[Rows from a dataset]
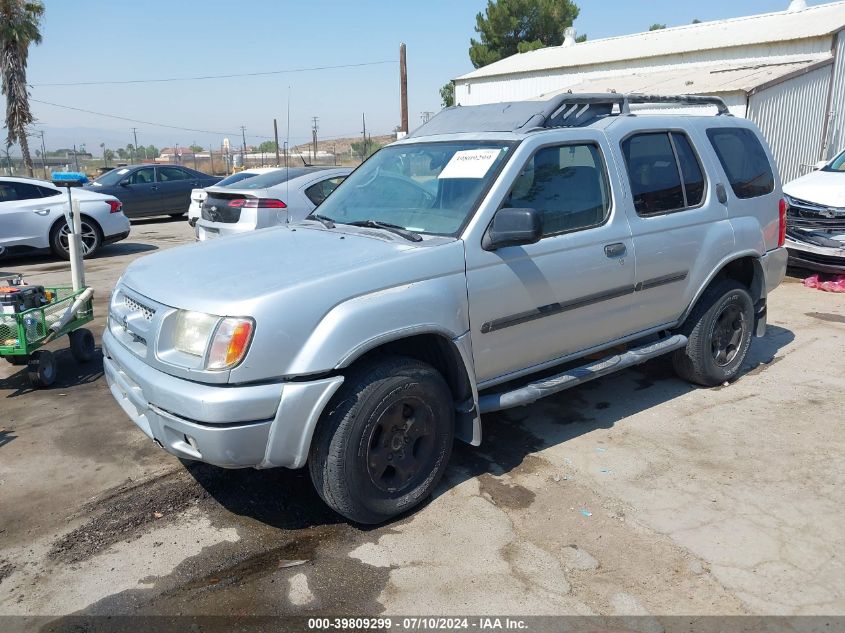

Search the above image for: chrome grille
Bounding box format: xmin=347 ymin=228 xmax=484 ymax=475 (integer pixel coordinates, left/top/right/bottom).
xmin=123 ymin=295 xmax=155 ymax=321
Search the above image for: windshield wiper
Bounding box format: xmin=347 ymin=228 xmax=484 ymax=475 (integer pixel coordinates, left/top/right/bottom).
xmin=305 ymin=213 xmax=335 ymax=229
xmin=344 ymin=220 xmax=422 ymax=242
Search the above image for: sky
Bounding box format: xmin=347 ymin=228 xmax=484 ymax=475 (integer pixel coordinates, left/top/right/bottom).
xmin=11 ymin=0 xmax=832 ymax=155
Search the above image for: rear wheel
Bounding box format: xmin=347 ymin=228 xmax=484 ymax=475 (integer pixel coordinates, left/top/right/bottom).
xmin=27 ymin=349 xmax=56 ymax=389
xmin=50 ymin=216 xmax=103 ymax=259
xmin=672 ymin=279 xmax=754 ymax=387
xmin=308 ymin=357 xmax=454 ymax=524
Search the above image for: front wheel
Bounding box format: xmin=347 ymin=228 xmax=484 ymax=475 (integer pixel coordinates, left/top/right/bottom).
xmin=672 ymin=279 xmax=754 ymax=387
xmin=308 ymin=357 xmax=455 ymax=524
xmin=50 ymin=217 xmax=103 ymax=259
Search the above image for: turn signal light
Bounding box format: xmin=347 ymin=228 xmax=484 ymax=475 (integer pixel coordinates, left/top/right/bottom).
xmin=778 ymin=198 xmax=787 ymax=247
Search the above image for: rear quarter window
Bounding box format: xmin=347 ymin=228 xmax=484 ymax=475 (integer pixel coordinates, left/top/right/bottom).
xmin=707 ymin=127 xmax=775 ymax=199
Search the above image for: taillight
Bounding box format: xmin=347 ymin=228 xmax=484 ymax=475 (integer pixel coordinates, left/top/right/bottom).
xmin=229 ymin=198 xmax=288 ymax=209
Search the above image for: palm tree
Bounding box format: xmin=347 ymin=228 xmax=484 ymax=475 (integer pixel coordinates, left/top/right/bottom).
xmin=0 ymin=0 xmax=44 ymax=176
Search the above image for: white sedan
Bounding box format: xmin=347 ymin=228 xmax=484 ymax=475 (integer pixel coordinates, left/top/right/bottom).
xmin=783 ymin=151 xmax=845 ymax=274
xmin=0 ymin=177 xmax=129 ymax=259
xmin=188 ymin=167 xmax=283 ymax=226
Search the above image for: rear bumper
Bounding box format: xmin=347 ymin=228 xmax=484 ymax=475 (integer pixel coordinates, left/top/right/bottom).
xmin=103 ymin=330 xmax=343 ymax=468
xmin=760 ymin=246 xmax=789 ymax=294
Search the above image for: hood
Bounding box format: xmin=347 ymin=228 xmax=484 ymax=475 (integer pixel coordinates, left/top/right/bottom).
xmin=783 ymin=171 xmax=845 ymax=208
xmin=122 ymin=224 xmax=463 ymax=316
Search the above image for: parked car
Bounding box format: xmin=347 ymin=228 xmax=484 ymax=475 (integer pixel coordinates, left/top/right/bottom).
xmin=103 ymin=94 xmax=787 ymax=523
xmin=783 ymin=150 xmax=845 ymax=273
xmin=197 ymin=167 xmax=352 ymax=241
xmin=86 ymin=165 xmax=220 ymax=218
xmin=188 ymin=167 xmax=281 ymax=227
xmin=0 ymin=177 xmax=129 ymax=259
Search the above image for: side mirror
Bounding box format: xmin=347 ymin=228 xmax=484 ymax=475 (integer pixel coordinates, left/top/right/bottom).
xmin=481 ymin=209 xmax=543 ymax=251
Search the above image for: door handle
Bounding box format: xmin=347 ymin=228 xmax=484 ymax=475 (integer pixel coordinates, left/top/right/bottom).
xmin=604 ymin=242 xmax=628 ymax=257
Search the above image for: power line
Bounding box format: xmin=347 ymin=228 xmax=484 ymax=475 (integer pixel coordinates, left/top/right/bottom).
xmin=29 ymin=97 xmax=270 ymax=139
xmin=31 ymin=59 xmax=397 ymax=87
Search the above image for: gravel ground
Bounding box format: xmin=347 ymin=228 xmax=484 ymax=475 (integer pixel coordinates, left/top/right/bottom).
xmin=0 ymin=220 xmax=845 ymax=616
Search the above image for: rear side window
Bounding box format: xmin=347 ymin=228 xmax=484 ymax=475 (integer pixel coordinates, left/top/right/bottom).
xmin=707 ymin=127 xmax=775 ymax=198
xmin=622 ymin=132 xmax=705 ymax=216
xmin=503 ymin=144 xmax=611 ymax=237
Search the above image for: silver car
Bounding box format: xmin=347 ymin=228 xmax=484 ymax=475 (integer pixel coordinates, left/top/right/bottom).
xmin=0 ymin=178 xmax=129 ymax=259
xmin=196 ymin=167 xmax=352 ymax=241
xmin=103 ymin=93 xmax=787 ymax=523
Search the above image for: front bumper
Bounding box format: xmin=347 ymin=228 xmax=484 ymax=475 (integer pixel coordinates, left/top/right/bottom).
xmin=103 ymin=330 xmax=343 ymax=468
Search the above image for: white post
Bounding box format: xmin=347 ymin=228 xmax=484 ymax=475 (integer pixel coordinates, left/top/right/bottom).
xmin=67 ymin=199 xmax=85 ymax=292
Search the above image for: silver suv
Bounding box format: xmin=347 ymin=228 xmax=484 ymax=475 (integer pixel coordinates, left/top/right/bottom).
xmin=103 ymin=94 xmax=787 ymax=523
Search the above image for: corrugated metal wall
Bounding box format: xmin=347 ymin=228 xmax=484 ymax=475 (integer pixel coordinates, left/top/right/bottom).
xmin=827 ymin=31 xmax=845 ymax=158
xmin=748 ymin=66 xmax=832 ymax=183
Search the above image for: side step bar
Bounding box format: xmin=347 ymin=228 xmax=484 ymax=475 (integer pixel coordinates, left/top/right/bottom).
xmin=478 ymin=334 xmax=687 ymax=413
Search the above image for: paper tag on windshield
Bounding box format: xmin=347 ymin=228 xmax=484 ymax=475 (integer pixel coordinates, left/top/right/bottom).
xmin=438 ymin=149 xmax=502 ymax=178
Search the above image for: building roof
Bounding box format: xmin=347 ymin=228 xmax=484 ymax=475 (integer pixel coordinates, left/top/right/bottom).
xmin=456 ymin=2 xmax=845 ymax=81
xmin=540 ymin=54 xmax=833 ymax=99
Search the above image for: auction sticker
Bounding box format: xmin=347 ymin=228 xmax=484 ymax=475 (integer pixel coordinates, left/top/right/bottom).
xmin=438 ymin=148 xmax=502 ymax=178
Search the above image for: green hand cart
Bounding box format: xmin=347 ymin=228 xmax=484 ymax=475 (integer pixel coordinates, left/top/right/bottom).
xmin=0 ymin=172 xmax=95 ymax=388
xmin=0 ymin=286 xmax=95 ymax=388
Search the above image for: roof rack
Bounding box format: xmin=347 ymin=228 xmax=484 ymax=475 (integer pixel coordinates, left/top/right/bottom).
xmin=408 ymin=92 xmax=731 ymax=137
xmin=518 ymin=92 xmax=730 ymax=130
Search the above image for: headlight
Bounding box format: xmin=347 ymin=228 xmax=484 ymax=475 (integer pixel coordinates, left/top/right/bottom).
xmin=173 ymin=310 xmax=220 ymax=356
xmin=173 ymin=310 xmax=255 ymax=370
xmin=205 ymin=318 xmax=253 ymax=369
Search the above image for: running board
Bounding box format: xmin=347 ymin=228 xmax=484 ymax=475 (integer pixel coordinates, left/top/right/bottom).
xmin=478 ymin=334 xmax=687 ymax=413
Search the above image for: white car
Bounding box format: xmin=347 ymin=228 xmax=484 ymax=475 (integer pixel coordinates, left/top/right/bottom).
xmin=197 ymin=167 xmax=352 ymax=241
xmin=0 ymin=177 xmax=129 ymax=259
xmin=188 ymin=167 xmax=284 ymax=226
xmin=783 ymin=151 xmax=845 ymax=274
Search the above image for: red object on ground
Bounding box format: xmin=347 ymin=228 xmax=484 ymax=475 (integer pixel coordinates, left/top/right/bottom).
xmin=804 ymin=275 xmax=845 ymax=292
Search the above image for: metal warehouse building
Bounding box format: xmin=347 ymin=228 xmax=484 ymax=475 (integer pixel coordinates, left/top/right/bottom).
xmin=454 ymin=0 xmax=845 ymax=182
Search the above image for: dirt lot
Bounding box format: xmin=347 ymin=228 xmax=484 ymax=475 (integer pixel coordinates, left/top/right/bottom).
xmin=0 ymin=220 xmax=845 ymax=615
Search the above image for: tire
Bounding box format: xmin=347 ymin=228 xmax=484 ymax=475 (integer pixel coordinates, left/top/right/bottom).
xmin=68 ymin=328 xmax=96 ymax=363
xmin=672 ymin=279 xmax=754 ymax=387
xmin=308 ymin=356 xmax=455 ymax=524
xmin=27 ymin=350 xmax=56 ymax=389
xmin=50 ymin=215 xmax=103 ymax=259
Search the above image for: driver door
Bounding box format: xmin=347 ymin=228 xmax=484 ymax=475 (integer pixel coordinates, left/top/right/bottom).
xmin=466 ymin=136 xmax=634 ymax=388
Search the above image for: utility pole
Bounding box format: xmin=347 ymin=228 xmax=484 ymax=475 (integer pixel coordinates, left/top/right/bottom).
xmin=129 ymin=127 xmax=138 ymax=163
xmin=311 ymin=116 xmax=320 ymax=165
xmin=241 ymin=125 xmax=246 ymax=169
xmin=399 ymin=42 xmax=408 ymax=134
xmin=273 ymin=119 xmax=282 ymax=167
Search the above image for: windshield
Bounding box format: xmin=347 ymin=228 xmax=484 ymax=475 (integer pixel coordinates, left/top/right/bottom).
xmin=824 ymin=152 xmax=845 ymax=172
xmin=214 ymin=171 xmax=270 ymax=187
xmin=92 ymin=167 xmax=129 ymax=187
xmin=316 ymin=141 xmax=511 ymax=235
xmin=235 ymin=167 xmax=319 ymax=189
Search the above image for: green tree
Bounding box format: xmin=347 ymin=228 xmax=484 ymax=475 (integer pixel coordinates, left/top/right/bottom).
xmin=440 ymin=81 xmax=455 ymax=108
xmin=0 ymin=0 xmax=44 ymax=176
xmin=469 ymin=0 xmax=579 ymax=68
xmin=349 ymin=138 xmax=382 ymax=160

__Problem requirements__: Copy out the lines of the material starting from its beginning and continuing through the line containing "xmin=11 ymin=0 xmax=832 ymax=155", including both ends. Leave the pictures out of your copy.

__Response below__:
Search the above image for: chrome grille
Bounding box format: xmin=347 ymin=228 xmax=484 ymax=475 (integer pixel coordinates, left/top/right/bottom).
xmin=123 ymin=295 xmax=155 ymax=321
Search the above image for: windshield wiper
Bounding box format: xmin=347 ymin=228 xmax=484 ymax=475 (integer pixel coordinates, left/top/right/bottom).
xmin=305 ymin=213 xmax=335 ymax=229
xmin=344 ymin=220 xmax=422 ymax=242
Search the above image for: sky
Bounding box format: xmin=347 ymin=228 xmax=484 ymax=475 (integer pixel coordinates, left/top/right/bottom).
xmin=11 ymin=0 xmax=832 ymax=155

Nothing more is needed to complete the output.